• Exercise aim
Beneath this line is the data. Output exactly the lines from the line with "Target: red vehicle cab" to the line with "Target: steep embankment", both ends included, and nothing more.

• Material supplied

* * * * * * * * *

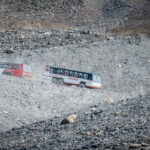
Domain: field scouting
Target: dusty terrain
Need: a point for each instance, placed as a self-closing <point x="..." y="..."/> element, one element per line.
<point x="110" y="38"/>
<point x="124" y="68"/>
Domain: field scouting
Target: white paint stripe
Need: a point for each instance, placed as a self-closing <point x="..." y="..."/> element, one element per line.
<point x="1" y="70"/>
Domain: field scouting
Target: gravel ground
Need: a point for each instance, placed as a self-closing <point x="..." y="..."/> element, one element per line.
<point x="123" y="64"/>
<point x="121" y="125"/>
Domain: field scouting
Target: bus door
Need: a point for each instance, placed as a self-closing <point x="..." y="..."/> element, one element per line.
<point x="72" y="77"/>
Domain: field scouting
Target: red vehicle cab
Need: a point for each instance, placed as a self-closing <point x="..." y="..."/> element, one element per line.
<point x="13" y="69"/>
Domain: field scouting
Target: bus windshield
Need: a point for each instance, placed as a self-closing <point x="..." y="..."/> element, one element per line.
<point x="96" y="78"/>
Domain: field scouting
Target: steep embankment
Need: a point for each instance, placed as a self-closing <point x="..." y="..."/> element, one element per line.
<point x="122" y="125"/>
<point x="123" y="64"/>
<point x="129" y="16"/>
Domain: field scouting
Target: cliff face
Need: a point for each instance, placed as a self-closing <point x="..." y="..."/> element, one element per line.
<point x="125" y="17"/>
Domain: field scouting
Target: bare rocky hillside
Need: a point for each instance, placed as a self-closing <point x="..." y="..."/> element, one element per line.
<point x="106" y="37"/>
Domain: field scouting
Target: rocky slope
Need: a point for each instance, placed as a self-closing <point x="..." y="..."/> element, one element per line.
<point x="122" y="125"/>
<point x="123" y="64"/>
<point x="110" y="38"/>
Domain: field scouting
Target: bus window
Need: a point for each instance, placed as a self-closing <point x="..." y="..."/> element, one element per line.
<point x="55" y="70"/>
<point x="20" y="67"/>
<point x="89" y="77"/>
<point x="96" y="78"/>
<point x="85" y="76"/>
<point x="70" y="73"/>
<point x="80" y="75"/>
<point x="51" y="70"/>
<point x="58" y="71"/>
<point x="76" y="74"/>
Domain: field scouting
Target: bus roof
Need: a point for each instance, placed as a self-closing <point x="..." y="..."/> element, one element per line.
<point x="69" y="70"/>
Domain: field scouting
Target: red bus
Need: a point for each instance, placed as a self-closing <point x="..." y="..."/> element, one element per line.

* * * * * * * * *

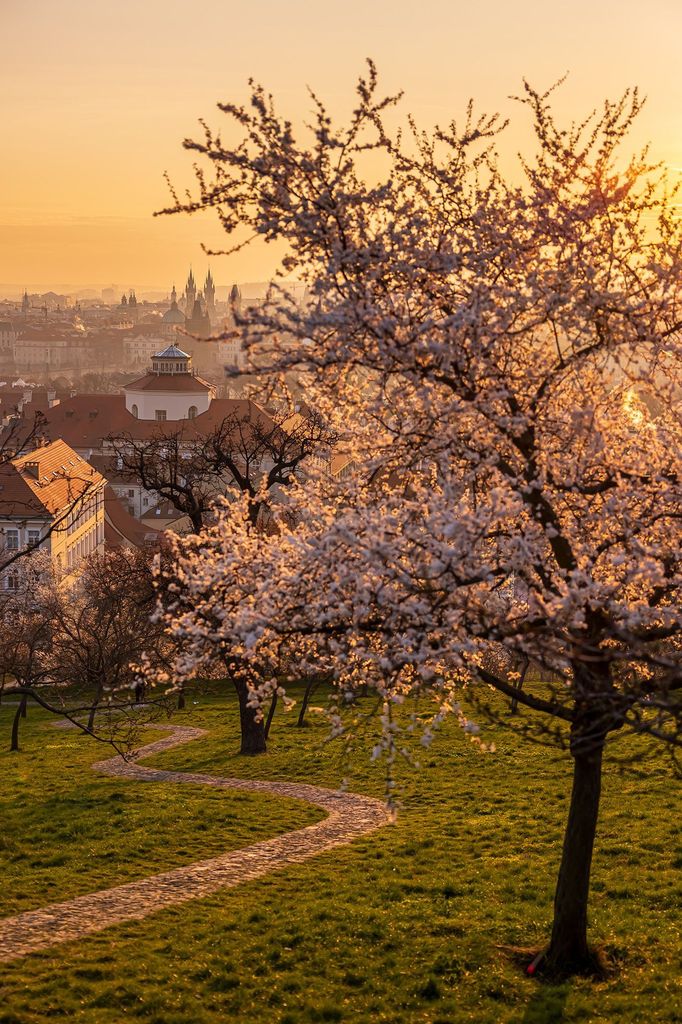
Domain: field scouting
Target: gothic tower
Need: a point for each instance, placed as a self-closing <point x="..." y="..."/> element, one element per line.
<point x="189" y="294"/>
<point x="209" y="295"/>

* * * * * * * * *

• Result
Target: red vehicle cab
Need: a point for each instance, placed as a self-closing <point x="..." y="..."/> element, one element per line.
<point x="13" y="69"/>
Domain: field scouting
Target: bus windshield
Need: a point for each instance, placed as a self-closing <point x="..." y="..."/> element, one element per line.
<point x="96" y="78"/>
Domain: field scouting
Target: steep embankment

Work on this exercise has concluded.